• **Required work**: Word for word, restate the lines from the top of the records below through the line with "of the chalkboard", both included, with no pictures in the result.

• **Data for the task**:
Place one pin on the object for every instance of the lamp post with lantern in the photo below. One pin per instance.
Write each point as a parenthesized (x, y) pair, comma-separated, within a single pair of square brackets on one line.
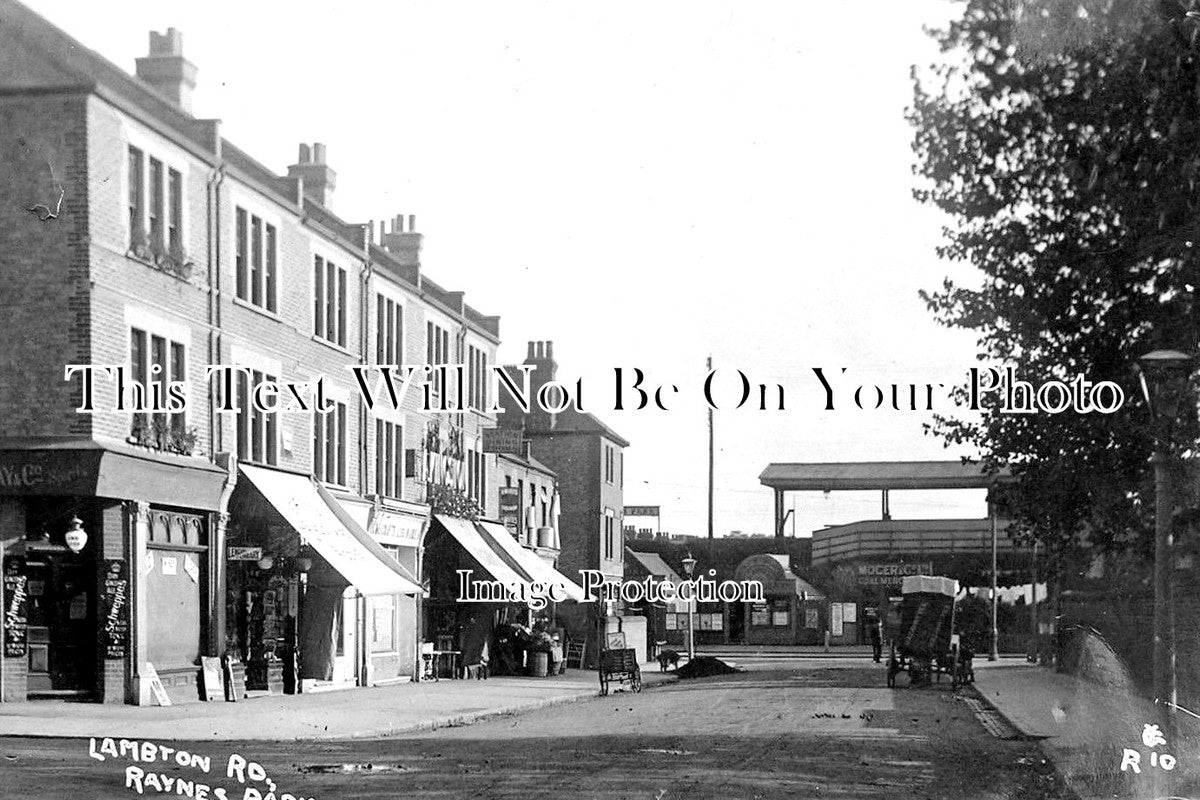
[(1164, 377), (689, 566)]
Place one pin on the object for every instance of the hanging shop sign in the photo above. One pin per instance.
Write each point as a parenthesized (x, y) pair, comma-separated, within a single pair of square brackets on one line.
[(245, 553), (16, 621), (504, 440), (115, 608), (510, 509)]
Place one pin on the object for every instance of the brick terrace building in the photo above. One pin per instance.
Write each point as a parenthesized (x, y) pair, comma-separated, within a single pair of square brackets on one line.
[(139, 236), (588, 458)]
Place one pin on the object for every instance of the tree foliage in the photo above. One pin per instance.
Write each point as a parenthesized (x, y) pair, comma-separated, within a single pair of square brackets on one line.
[(1062, 139)]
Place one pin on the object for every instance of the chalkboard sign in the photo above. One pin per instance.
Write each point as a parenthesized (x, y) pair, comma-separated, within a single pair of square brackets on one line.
[(156, 687), (115, 608), (210, 679), (235, 680), (16, 621)]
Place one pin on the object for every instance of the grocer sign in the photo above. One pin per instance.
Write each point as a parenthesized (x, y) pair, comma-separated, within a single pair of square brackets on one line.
[(891, 572)]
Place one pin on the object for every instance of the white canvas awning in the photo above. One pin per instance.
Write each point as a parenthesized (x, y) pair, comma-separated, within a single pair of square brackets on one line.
[(477, 546), (925, 583), (533, 564), (324, 525)]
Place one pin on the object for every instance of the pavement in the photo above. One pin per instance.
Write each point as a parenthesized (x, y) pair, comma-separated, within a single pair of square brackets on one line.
[(1085, 727), (349, 714)]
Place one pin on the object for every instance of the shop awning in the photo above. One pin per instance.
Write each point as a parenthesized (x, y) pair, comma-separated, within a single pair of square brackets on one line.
[(931, 584), (325, 527), (529, 561), (112, 470), (489, 555)]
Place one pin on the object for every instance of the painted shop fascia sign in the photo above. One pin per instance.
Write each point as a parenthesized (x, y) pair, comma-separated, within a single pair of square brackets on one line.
[(396, 529), (58, 471), (891, 572)]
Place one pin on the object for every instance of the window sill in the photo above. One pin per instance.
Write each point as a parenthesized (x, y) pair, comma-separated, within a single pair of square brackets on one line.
[(180, 268), (258, 310), (333, 346)]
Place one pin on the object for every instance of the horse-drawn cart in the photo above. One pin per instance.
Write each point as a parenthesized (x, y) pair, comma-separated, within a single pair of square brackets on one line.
[(924, 644)]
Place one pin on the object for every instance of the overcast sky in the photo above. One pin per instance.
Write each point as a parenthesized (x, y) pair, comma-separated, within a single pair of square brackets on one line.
[(643, 184)]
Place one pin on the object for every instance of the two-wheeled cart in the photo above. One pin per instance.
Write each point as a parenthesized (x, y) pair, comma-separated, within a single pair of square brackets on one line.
[(619, 666), (924, 644)]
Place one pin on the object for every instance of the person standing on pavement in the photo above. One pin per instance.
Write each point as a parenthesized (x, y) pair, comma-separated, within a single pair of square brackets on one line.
[(876, 638)]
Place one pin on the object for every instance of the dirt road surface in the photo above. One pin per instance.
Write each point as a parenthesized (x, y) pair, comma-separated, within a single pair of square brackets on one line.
[(774, 732)]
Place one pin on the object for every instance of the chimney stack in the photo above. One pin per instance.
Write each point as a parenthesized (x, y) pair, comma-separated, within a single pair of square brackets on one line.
[(166, 68), (405, 245), (318, 179)]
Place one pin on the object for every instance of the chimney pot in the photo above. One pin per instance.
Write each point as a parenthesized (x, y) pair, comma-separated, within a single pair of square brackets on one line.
[(166, 70), (318, 179)]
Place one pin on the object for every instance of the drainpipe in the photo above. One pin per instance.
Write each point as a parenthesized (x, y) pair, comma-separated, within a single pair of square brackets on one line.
[(214, 264), (364, 344)]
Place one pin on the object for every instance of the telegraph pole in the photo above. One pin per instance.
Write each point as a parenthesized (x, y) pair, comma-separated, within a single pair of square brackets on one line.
[(709, 461)]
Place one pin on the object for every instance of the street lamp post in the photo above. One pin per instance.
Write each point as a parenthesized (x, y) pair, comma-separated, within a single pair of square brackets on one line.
[(689, 566), (1164, 380)]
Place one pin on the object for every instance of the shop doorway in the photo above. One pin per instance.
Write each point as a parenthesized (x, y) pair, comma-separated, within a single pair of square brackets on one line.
[(346, 639), (61, 589), (737, 623)]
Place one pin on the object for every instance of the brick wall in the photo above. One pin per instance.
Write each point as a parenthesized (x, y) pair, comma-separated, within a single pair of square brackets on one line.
[(43, 263), (576, 459)]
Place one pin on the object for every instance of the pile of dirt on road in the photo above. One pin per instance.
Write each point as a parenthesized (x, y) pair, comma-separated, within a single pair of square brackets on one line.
[(706, 666)]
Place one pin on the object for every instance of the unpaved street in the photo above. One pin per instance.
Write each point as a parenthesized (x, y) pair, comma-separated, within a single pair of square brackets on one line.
[(777, 732)]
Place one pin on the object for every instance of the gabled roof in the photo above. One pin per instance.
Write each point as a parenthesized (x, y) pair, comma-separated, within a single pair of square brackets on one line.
[(654, 564), (573, 421), (36, 55)]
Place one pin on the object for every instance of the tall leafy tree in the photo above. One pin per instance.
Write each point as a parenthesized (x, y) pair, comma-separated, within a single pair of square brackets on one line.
[(1062, 139)]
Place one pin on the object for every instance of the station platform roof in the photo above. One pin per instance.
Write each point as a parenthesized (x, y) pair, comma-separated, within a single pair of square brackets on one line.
[(879, 475)]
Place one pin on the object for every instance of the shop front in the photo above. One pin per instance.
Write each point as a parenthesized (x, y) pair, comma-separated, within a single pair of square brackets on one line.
[(469, 613), (393, 621), (791, 608), (306, 587), (109, 578)]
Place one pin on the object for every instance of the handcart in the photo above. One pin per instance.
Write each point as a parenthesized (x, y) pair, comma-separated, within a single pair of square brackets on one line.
[(619, 666), (924, 645)]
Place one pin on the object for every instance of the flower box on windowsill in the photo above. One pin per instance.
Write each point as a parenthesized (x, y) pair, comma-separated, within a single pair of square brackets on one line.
[(174, 264), (161, 437)]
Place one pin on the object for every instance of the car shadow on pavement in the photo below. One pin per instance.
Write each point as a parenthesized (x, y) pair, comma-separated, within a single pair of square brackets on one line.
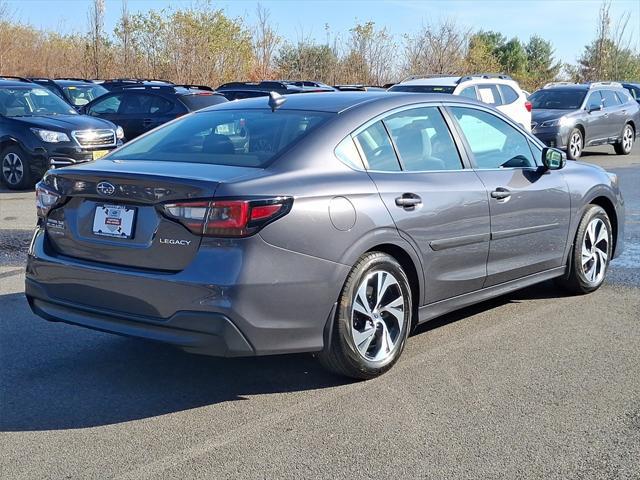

• **Result for this task**:
Place one pin on the object for every instance of the lamp post with lantern in the photo below. One pin per instance.
Write each point as a parenthesized (x, y) pair, comma-separated, within a single pair of square brackets on one line.
[(1164, 377), (689, 566)]
Place one pin on the object for every instance of the hanging shop sign in the photo above. One pin per instance.
Write each point as a parenthesized (x, y) pair, comma-separated, within a single pair of square brackets on one line.
[(245, 553), (16, 621), (504, 440), (115, 608), (510, 509)]
Place one pin on the object for every instance of the brick terrace building in the photo above. One pin per instance.
Write each point as a parenthesized (x, y) pair, comma-separated, within a single pair of square brackets on one line.
[(139, 236), (588, 458)]
Place one pin on the object for every instance of the tree foliage in the photo above. One pin per instance.
Write each point as a parenthesized (x, y) pair, comma-separated, within a single pair of square brackets on one line.
[(1062, 139)]
Place one pin on the object for every instance of the chalkboard sign in the photo above. One pin per instance.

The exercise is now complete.